Identify each line in the records below that contains the string "post", treating uppercase and lowercase as different, and copy every such line in full.

— START Records for the exercise —

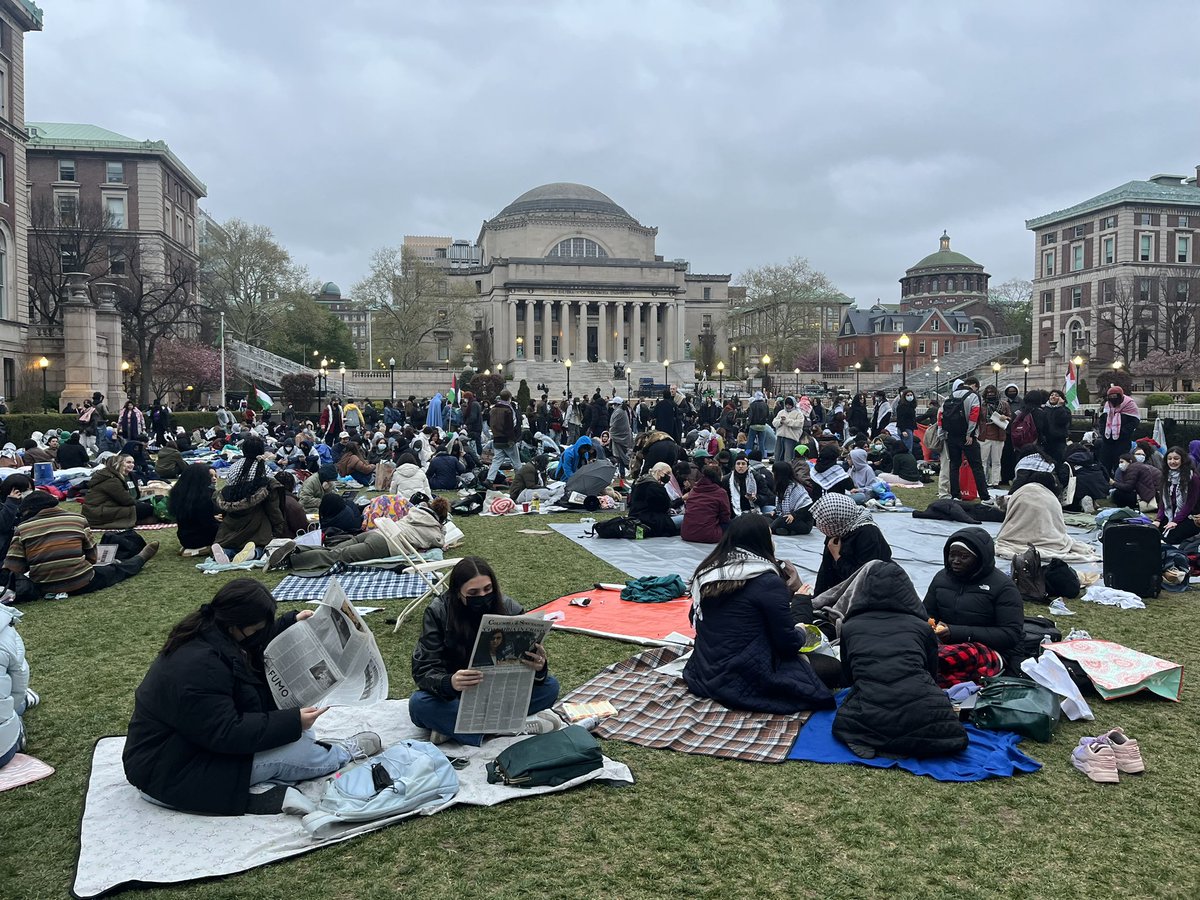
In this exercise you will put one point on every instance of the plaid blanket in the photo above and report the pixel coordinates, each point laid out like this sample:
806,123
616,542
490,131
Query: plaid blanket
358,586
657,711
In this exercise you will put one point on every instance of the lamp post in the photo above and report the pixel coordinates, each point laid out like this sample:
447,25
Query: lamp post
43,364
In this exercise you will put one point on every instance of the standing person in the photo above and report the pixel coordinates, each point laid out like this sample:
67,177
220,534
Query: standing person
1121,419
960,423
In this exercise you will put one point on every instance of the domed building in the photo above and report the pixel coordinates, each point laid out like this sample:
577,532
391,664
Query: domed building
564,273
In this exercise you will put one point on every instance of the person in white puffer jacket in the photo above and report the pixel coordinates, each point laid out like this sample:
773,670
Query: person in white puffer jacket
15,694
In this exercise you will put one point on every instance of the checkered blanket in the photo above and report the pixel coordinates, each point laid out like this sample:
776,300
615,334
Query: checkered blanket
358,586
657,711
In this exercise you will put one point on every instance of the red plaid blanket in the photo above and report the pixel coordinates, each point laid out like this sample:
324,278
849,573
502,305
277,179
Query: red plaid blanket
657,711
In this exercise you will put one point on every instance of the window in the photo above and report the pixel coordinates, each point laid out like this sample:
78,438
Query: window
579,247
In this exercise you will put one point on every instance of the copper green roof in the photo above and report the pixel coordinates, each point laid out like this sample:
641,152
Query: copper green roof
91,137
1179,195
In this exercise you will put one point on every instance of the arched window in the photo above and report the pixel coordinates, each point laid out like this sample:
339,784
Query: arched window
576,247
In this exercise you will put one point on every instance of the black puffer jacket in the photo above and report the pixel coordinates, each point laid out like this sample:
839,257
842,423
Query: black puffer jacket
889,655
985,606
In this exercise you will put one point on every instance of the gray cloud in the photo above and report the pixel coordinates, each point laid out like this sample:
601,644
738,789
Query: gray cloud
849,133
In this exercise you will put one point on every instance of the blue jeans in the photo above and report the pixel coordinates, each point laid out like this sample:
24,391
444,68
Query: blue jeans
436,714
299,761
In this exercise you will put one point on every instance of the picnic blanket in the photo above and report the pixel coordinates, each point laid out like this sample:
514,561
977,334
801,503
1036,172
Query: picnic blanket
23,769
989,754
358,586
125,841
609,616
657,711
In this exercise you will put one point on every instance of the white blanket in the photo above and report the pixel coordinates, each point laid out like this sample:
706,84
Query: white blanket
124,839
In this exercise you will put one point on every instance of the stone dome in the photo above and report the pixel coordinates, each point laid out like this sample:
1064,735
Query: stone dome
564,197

— END Records for the exercise —
— START Records for the exercise —

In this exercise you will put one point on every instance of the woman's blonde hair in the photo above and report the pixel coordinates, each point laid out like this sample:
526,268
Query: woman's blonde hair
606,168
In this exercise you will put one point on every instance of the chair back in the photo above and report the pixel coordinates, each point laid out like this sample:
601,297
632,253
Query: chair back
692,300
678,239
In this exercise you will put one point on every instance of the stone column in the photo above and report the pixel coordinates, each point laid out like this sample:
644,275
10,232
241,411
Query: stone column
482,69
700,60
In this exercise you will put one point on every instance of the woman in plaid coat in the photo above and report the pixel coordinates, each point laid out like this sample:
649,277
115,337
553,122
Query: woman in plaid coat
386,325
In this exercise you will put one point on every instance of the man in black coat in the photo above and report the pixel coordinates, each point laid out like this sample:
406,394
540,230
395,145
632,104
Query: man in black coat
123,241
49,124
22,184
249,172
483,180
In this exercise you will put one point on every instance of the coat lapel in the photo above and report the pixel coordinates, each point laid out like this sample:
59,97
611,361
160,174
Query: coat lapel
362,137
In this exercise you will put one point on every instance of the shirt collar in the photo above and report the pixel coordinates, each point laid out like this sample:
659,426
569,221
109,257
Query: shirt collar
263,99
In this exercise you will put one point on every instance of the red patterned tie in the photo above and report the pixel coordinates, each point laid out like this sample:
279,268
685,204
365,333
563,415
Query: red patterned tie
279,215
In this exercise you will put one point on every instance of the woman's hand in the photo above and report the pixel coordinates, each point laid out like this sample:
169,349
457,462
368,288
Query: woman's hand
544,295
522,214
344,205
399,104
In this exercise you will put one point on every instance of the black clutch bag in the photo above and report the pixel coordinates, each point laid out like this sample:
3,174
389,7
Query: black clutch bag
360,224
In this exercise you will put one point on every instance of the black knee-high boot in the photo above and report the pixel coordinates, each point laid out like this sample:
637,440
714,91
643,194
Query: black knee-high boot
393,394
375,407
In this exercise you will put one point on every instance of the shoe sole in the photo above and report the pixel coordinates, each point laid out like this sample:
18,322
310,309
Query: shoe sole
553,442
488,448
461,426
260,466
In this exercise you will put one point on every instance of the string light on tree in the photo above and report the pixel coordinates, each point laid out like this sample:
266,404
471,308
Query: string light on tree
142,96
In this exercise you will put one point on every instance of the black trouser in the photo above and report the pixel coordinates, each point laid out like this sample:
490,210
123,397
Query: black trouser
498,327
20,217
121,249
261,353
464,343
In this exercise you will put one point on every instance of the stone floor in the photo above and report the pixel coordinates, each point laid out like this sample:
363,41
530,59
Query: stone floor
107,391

— END Records for the exercise —
— START Records for the exercise —

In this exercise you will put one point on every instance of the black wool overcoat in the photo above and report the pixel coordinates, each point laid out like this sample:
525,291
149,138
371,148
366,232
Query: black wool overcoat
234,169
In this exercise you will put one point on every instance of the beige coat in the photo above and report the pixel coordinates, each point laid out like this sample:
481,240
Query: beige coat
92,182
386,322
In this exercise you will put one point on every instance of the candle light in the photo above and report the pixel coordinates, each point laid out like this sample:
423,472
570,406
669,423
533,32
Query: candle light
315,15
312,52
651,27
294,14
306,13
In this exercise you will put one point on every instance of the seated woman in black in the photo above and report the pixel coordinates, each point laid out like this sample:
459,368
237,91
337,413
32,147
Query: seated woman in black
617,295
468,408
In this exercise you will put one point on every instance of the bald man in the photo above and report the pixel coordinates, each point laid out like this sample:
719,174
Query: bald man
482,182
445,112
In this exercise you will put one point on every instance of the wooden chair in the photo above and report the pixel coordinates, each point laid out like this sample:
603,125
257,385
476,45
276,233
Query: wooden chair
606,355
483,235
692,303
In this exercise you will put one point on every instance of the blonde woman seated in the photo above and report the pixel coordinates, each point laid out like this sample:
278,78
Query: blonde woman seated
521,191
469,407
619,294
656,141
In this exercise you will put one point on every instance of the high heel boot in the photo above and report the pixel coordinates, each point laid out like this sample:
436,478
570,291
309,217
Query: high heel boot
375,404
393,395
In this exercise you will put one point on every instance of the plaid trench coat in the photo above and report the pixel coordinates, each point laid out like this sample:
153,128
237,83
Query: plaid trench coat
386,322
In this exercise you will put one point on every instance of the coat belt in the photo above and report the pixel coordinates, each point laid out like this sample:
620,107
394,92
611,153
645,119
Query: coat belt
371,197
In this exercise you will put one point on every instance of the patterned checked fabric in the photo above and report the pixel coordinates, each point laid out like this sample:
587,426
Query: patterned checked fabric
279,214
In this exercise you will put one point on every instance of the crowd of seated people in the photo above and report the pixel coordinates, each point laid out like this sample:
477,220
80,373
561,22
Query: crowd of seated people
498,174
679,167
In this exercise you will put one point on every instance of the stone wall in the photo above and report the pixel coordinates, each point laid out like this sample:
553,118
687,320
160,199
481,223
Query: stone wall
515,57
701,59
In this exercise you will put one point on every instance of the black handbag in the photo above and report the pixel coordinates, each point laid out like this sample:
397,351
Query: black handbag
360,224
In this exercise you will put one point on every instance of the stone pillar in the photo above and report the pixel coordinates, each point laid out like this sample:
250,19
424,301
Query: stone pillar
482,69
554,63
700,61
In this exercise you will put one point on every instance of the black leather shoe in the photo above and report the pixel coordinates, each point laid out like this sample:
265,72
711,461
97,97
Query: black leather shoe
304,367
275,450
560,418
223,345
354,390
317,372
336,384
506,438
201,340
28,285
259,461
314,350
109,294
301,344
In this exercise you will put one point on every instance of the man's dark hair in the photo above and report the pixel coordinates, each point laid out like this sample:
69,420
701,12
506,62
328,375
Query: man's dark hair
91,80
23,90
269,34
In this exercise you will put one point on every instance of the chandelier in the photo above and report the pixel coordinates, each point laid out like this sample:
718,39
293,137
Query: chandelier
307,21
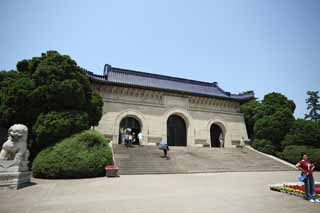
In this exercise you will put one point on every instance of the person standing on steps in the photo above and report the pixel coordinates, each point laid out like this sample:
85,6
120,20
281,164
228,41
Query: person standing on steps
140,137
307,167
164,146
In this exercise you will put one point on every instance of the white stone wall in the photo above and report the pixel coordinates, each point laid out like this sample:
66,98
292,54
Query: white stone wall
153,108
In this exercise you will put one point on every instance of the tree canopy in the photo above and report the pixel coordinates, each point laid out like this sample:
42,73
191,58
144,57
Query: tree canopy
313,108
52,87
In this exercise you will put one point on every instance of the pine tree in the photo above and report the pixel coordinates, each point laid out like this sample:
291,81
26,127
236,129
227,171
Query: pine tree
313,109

— END Records for the exercise —

Exercise result:
In this exercise you will put one point on every instance of the lamp post in the photo above and report the pixel coordinates, each point laid out like this sample:
Query: lamp post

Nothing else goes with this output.